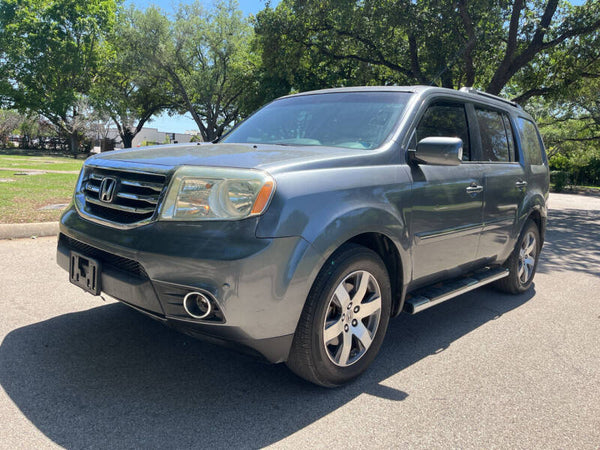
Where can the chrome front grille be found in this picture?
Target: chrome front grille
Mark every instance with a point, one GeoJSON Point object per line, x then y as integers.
{"type": "Point", "coordinates": [121, 197]}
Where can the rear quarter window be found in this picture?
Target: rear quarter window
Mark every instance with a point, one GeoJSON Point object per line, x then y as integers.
{"type": "Point", "coordinates": [531, 142]}
{"type": "Point", "coordinates": [495, 141]}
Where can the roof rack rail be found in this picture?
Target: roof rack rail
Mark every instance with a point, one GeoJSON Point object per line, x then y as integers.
{"type": "Point", "coordinates": [470, 90]}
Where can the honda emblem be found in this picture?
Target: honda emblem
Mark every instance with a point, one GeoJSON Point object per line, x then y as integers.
{"type": "Point", "coordinates": [108, 188]}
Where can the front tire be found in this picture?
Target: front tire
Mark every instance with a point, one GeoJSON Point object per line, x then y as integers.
{"type": "Point", "coordinates": [344, 320]}
{"type": "Point", "coordinates": [523, 261]}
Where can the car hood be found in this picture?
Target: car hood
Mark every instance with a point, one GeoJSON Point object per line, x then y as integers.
{"type": "Point", "coordinates": [273, 158]}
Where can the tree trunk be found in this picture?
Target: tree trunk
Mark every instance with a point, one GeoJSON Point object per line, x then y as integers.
{"type": "Point", "coordinates": [127, 138]}
{"type": "Point", "coordinates": [74, 143]}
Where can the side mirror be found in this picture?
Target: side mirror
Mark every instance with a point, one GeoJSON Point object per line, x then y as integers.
{"type": "Point", "coordinates": [438, 151]}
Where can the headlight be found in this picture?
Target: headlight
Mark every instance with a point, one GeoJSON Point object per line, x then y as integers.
{"type": "Point", "coordinates": [214, 193]}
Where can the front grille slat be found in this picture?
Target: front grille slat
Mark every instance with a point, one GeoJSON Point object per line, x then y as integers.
{"type": "Point", "coordinates": [142, 198]}
{"type": "Point", "coordinates": [134, 199]}
{"type": "Point", "coordinates": [123, 208]}
{"type": "Point", "coordinates": [154, 186]}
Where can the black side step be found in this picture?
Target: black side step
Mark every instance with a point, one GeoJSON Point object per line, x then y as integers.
{"type": "Point", "coordinates": [438, 293]}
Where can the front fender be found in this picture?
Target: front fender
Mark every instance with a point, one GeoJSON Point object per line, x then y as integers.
{"type": "Point", "coordinates": [331, 206]}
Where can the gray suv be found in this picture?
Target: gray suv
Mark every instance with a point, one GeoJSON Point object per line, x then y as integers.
{"type": "Point", "coordinates": [304, 229]}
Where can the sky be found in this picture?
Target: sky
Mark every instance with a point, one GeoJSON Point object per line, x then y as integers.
{"type": "Point", "coordinates": [181, 124]}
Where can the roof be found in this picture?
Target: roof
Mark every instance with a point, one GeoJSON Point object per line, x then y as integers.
{"type": "Point", "coordinates": [466, 92]}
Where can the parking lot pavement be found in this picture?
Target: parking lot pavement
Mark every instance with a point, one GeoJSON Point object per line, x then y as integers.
{"type": "Point", "coordinates": [483, 370]}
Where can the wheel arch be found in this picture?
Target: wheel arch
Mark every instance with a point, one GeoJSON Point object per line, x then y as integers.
{"type": "Point", "coordinates": [388, 251]}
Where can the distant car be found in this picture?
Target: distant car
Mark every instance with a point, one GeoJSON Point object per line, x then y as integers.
{"type": "Point", "coordinates": [301, 232]}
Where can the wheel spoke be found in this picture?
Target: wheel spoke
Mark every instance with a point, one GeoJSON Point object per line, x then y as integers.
{"type": "Point", "coordinates": [363, 284]}
{"type": "Point", "coordinates": [342, 295]}
{"type": "Point", "coordinates": [531, 247]}
{"type": "Point", "coordinates": [529, 261]}
{"type": "Point", "coordinates": [343, 353]}
{"type": "Point", "coordinates": [352, 318]}
{"type": "Point", "coordinates": [525, 274]}
{"type": "Point", "coordinates": [370, 308]}
{"type": "Point", "coordinates": [363, 335]}
{"type": "Point", "coordinates": [333, 331]}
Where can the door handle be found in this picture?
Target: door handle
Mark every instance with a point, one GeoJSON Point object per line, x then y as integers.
********
◆ Task to carry out: Exactly and only the lines from the one containing "Where can the distant" through the end of the material are to be reproduced, both ends included.

◆ Output for this task:
Where can the distant car be found in this picture?
Target: distant car
Mark every instance with a point, one GeoJSON Point object per line, x then y as integers.
{"type": "Point", "coordinates": [301, 232]}
Where can the wheel spoke be found in this picture?
Target: wheel spoke
Mark every instance with a point, one GeoJSON Point object per line, x then y as integers.
{"type": "Point", "coordinates": [363, 284]}
{"type": "Point", "coordinates": [342, 295]}
{"type": "Point", "coordinates": [531, 247]}
{"type": "Point", "coordinates": [529, 261]}
{"type": "Point", "coordinates": [343, 353]}
{"type": "Point", "coordinates": [352, 318]}
{"type": "Point", "coordinates": [525, 274]}
{"type": "Point", "coordinates": [370, 308]}
{"type": "Point", "coordinates": [363, 335]}
{"type": "Point", "coordinates": [333, 331]}
Where can the door handle be found in this picture?
Target: door handle
Mark every instance with a point, one GeoJSON Point object per line, x then y as integers.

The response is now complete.